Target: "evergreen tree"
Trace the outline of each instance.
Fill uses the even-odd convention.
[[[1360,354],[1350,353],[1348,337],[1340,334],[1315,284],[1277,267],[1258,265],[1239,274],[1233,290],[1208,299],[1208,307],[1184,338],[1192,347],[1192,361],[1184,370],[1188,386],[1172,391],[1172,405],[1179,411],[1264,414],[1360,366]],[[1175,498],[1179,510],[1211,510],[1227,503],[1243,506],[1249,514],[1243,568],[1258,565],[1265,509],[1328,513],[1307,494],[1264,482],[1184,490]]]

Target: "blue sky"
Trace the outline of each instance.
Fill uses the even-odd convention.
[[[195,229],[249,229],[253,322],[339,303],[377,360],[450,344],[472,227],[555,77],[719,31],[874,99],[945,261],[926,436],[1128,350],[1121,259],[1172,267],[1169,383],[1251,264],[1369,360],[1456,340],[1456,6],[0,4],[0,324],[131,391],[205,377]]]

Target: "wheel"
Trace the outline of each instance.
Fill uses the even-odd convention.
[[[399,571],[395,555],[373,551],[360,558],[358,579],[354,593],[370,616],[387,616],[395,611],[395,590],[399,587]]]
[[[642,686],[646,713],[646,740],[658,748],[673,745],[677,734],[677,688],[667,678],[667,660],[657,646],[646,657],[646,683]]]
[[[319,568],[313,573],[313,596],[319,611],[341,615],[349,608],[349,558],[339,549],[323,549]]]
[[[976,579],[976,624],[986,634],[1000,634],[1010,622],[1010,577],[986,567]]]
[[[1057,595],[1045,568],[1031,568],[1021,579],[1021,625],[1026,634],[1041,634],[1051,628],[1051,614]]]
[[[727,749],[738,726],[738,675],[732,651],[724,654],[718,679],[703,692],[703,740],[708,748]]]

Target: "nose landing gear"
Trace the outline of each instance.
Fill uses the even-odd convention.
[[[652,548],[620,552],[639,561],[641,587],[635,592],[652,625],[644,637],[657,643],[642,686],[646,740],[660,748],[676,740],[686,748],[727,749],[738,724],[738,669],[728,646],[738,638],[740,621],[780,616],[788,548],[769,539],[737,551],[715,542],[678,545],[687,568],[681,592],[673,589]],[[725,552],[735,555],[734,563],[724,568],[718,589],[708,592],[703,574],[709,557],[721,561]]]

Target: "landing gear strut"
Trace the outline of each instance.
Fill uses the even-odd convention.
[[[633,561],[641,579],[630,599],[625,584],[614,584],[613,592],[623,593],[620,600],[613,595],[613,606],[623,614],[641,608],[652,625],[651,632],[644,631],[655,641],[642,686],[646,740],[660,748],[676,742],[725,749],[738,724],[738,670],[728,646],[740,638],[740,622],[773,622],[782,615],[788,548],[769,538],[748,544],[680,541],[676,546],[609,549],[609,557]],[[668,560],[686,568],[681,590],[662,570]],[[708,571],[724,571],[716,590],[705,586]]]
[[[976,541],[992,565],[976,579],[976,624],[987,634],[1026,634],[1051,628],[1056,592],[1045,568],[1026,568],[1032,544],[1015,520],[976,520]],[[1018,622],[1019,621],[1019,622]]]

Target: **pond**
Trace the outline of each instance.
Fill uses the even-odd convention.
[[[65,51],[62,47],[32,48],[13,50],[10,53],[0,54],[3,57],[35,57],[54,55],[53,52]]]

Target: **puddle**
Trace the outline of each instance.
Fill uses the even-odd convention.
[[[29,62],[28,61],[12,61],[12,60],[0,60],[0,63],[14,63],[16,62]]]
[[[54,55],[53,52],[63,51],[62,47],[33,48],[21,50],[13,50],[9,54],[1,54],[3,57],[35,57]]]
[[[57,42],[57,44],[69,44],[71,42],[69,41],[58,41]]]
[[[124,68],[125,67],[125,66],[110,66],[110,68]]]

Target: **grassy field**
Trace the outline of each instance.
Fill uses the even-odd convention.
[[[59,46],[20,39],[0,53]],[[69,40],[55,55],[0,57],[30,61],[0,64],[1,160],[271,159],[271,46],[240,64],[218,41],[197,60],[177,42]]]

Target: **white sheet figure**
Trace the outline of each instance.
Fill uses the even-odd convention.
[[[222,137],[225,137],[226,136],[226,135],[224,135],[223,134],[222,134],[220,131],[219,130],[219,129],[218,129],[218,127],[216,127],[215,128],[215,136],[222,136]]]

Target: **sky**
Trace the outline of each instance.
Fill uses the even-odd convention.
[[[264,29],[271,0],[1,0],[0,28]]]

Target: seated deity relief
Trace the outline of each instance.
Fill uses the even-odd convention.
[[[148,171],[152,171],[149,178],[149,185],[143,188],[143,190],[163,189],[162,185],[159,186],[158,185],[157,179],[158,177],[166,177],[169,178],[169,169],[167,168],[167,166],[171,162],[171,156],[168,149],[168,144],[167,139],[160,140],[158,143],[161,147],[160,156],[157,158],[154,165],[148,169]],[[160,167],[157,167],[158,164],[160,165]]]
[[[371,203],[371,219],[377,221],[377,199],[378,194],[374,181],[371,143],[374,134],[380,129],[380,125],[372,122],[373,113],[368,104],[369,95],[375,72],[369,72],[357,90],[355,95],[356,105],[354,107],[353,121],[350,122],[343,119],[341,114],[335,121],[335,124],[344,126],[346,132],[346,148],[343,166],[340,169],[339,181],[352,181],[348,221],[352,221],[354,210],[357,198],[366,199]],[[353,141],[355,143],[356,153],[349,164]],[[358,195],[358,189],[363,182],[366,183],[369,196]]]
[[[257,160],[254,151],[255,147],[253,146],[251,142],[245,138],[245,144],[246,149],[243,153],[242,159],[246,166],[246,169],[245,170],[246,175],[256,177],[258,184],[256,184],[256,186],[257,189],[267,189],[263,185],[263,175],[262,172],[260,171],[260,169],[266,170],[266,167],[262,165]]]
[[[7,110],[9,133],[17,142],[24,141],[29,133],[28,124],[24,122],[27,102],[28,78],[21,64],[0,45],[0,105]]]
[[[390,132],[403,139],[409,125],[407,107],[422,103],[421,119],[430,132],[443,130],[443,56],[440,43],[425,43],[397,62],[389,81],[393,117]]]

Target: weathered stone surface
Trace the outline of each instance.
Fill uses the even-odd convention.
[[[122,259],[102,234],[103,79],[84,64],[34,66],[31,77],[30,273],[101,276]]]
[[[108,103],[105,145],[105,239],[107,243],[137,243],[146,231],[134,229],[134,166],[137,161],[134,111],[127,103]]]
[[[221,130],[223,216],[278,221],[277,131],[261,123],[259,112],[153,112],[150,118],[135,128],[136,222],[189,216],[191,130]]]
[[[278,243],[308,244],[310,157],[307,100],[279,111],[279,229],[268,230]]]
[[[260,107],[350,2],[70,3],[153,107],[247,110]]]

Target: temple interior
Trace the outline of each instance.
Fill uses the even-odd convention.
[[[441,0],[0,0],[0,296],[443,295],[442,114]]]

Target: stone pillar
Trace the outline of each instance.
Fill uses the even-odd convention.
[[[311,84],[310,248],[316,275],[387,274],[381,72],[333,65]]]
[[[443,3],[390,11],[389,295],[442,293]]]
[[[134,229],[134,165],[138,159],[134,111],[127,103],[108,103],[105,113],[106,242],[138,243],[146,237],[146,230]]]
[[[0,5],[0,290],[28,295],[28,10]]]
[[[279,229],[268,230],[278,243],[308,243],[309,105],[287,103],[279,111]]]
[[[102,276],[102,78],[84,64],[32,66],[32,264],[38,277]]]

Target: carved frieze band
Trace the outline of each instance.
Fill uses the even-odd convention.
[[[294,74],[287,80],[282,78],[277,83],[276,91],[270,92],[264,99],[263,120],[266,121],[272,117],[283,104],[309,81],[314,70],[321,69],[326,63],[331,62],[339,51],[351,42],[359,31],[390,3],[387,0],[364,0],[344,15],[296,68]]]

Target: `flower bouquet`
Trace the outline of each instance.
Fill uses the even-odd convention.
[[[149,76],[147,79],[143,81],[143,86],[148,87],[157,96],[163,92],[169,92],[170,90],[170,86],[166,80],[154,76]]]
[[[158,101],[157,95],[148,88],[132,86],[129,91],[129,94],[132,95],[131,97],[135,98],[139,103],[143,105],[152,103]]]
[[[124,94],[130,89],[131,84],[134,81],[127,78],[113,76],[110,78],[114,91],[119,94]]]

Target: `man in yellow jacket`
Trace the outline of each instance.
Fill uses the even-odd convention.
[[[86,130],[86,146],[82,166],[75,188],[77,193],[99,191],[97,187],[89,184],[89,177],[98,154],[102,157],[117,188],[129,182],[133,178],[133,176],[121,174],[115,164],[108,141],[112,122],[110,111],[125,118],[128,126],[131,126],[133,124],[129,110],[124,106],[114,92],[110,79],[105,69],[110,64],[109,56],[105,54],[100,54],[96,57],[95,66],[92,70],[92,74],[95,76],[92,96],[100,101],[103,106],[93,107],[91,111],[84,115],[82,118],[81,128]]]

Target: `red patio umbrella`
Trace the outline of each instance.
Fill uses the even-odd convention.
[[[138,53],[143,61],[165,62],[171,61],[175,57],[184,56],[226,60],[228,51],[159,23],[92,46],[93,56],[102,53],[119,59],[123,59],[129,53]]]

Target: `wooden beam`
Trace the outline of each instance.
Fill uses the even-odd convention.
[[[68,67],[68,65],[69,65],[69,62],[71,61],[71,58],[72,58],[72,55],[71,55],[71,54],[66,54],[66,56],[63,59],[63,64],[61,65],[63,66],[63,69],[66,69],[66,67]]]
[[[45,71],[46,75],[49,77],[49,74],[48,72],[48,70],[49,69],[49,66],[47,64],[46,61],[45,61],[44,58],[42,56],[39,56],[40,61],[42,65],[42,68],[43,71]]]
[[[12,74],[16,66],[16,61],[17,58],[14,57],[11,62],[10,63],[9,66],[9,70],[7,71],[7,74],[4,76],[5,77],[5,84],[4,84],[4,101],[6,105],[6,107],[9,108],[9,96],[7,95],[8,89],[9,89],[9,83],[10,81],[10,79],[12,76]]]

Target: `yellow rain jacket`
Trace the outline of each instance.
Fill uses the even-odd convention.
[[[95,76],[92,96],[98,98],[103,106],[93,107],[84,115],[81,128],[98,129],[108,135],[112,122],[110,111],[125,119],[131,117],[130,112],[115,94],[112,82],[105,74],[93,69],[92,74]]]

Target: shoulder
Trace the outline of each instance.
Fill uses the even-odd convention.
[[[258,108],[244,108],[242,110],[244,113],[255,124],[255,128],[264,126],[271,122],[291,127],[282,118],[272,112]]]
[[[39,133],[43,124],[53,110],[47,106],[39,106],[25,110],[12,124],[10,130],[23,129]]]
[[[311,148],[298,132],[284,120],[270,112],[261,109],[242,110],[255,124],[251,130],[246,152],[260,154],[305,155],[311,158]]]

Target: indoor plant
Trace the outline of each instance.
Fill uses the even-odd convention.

» **Your goal**: Count the lines above that contain the string "jacket", with case counting. Give only the number.

» **Task result**: 2